[Written instruction] Please retype all of the data below line for line, without changing a single character.

[Material supplied]
• • • • • • •

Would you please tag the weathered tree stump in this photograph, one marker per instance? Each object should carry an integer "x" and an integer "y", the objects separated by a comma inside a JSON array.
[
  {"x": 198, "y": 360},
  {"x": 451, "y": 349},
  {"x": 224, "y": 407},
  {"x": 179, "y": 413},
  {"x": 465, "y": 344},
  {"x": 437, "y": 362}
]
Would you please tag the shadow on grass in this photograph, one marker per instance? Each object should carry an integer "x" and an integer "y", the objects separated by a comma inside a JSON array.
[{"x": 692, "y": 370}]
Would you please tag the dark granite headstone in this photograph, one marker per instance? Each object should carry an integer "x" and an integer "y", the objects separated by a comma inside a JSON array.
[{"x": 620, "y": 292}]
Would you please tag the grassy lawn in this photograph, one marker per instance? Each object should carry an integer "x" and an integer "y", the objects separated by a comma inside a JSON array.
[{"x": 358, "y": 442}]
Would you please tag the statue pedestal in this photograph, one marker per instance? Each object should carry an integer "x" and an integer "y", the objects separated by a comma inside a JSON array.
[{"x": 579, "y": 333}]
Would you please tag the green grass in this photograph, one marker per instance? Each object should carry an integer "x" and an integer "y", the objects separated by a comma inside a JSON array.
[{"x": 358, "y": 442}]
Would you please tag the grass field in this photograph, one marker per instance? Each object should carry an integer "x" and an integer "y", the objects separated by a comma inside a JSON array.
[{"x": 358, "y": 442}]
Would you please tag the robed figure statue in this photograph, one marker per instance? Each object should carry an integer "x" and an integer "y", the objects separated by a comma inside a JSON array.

• • • • • • •

[The result]
Would you please tag the weathered tree stump in this photograph, one marker per instance? Each object should carry an integer "x" and an integer "y", the objects separated by a comma inside a JSON array.
[
  {"x": 198, "y": 360},
  {"x": 451, "y": 349},
  {"x": 224, "y": 407},
  {"x": 179, "y": 413},
  {"x": 465, "y": 344},
  {"x": 437, "y": 362}
]
Would you please tag the shadow on grass in this photograph, one marker per instance? Each object should carry an integer "x" and an integer "y", the objects separated by a comma inside a JSON array.
[{"x": 692, "y": 370}]
Would you please tag the dark granite headstone in this photograph, one marker per instance? Each object should carry an integer "x" and an integer "y", the objects separated by a comma inside a JSON array.
[{"x": 620, "y": 292}]
Would you please tag the grassy lawn in this photograph, one marker per instance? Each object should carry an integer "x" and an integer "y", the objects separated by a comma inside a JSON array.
[{"x": 358, "y": 442}]
Would you please tag the statue pedestal in this photograph, one marker per instance? Each object should carry an integer "x" and an integer "y", the objects separated by a comma inside a JSON array.
[{"x": 579, "y": 333}]
Would you please tag the green grass in this photograph, one marker per instance? Each object should carry an integer "x" and an integer "y", the objects separated by a comma inside a JSON array.
[{"x": 358, "y": 442}]
Would you please tag the grass field in this photograph, one marker per instance? Each object should carry an integer "x" and an integer "y", the objects separated by a comma inside a JSON array.
[{"x": 358, "y": 442}]
Would you please tag the robed figure statue in this photograph, one marker per instance? Each object should carry an integer "x" and an integer "y", the objects separated by a comma inside a JSON array.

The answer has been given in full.